美文网首页技术方案
修改ES IK插件源码,配合MySQL实现词库热更新

修改ES IK插件源码,配合MySQL实现词库热更新

作者: LittleMagic | 来源:发表于2019-04-22 15:45 被阅读477次

    ES IK词库热更新简介

    在实际工作中,我们经常需要更新ElasticSearch中IKAnalyzer插件的自定义词库,以获得更好的中文分词和搜索效果。在默认情况下,每次更新之后都需要重启ES集群才能生效,极其不方便。因此IKAnalyzer官方也提供了一种热更新的方法,在其GitHub主页上写道:


    在其源码内部对应的是Monitor类,实现了Runnable接口。我们采用的ES版本是2.3.2,对应IK插件版本为1.9.2。

    public class Monitor implements Runnable {
        public static ESLogger logger= Loggers.getLogger("ik-analyzer");
        private static CloseableHttpClient httpclient = HttpClients.createDefault();
    
        private String last_modified;
        private String eTags;
        private String location;
    
        public Monitor(String location) {
            this.location = location;
            this.last_modified = null;
            this.eTags = null;
        }
        /**
         * 监控流程:
         *  ①向词库服务器发送Head请求
         *  ②从响应中获取Last-Modify、ETags字段值,判断是否变化
         *  ③如果未变化,休眠1min,返回第①步
         *  ④如果有变化,重新加载词典
         *  ⑤休眠1min,返回第①步
         */
        public void run() {
            RequestConfig rc = RequestConfig.custom().setConnectionRequestTimeout(10*1000)

— 所附数据 —

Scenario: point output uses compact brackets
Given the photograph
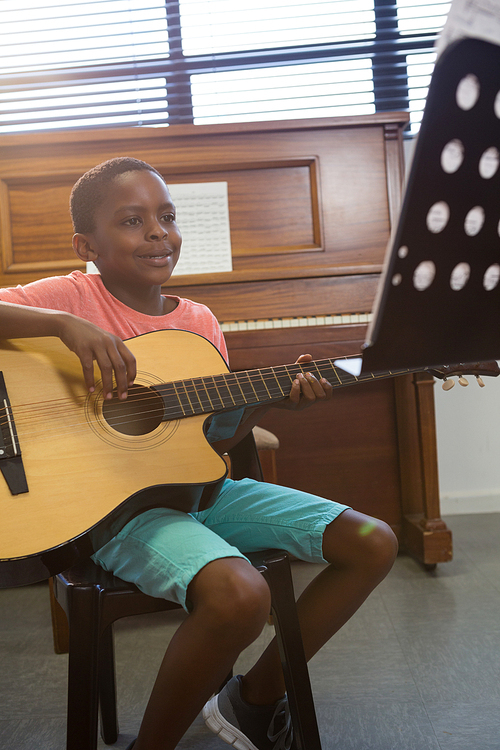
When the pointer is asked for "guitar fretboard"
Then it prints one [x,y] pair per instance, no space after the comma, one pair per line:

— 任务目标 —
1. 在这篇讲IK词库热更新的文章里,作者采用的ES版本是多少,对应的IK插件又是哪个版本?
2. 接着这篇讲IK词库热更新的文章的最后一行,把后面的内容续写下去。
作答时用不到这些数据。

— 依次作答 —
1. ES版本是2.3.2,对应的IK插件版本为1.9.2。

2.
                    .setConnectTimeout(10*1000).setSocketTimeout(15*1000).build();
            HttpHead head = new HttpHead(location);
            head.setConfig(rc);
    
            if (last_modified != null) {
                head.setHeader("If-Modified-Since", last_modified);
            }
            if (eTags != null) {
                head.setHeader("If-None-Match", eTags);
            }
            CloseableHttpResponse response = null;
    
            try {
                response = httpclient.execute(head);
                if(response.getStatusLine().getStatusCode()==200){
                    if (!response.getLastHeader("Last-Modified").getValue().equalsIgnoreCase(last_modified)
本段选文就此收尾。